● Do this
Starting at the line that holds "Could you please annotate the white" and going through the last line, inclusive, write out every line again with each x and y coordinate multiplied by 2.3. Round the results to whole numbers, rounding halves up, and keep all other wording the same.

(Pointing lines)
════════════════════
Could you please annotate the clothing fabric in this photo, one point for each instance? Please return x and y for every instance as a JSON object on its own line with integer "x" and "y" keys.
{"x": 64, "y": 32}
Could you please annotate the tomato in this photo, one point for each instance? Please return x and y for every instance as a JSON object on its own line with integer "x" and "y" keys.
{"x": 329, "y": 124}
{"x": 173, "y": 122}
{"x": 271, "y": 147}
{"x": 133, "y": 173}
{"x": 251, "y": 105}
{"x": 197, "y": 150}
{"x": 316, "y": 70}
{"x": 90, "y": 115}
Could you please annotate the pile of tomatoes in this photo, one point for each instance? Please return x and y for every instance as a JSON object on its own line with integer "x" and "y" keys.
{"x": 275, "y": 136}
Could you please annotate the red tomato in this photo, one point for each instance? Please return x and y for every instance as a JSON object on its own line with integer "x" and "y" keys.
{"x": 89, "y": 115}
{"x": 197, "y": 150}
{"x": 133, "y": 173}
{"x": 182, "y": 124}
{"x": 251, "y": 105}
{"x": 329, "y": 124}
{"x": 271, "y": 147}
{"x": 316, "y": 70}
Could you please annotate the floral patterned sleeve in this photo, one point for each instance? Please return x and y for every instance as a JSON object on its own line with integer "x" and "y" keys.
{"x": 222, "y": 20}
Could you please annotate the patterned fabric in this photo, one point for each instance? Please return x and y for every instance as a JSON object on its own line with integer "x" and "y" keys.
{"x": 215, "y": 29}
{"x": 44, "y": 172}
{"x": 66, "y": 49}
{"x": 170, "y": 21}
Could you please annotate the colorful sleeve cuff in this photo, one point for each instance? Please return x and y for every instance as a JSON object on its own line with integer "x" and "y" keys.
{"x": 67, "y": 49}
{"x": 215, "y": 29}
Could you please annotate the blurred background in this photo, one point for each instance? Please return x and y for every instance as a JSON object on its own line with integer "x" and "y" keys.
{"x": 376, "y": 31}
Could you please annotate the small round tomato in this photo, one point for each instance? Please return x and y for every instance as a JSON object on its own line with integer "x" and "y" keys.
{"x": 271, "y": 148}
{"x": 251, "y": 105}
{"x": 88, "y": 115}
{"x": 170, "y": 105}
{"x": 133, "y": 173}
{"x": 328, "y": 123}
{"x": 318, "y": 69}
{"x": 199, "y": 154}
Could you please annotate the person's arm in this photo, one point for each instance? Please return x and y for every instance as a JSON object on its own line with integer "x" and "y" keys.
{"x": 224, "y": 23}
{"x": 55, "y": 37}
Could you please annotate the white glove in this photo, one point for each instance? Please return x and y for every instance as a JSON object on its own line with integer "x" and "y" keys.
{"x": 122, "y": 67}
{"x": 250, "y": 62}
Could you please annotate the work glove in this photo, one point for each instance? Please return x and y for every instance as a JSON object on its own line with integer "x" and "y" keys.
════════════════════
● Task result
Could you please annotate the white glove in this photo, one point for each instance? Please return x and y for every instance as a JSON object on its own line with integer "x" and "y" keys.
{"x": 281, "y": 154}
{"x": 575, "y": 143}
Could you please annotate the work glove in this photo, one point for each instance? Please return x and y for every instance as a JSON object on its own line with integer "x" and "y" keys.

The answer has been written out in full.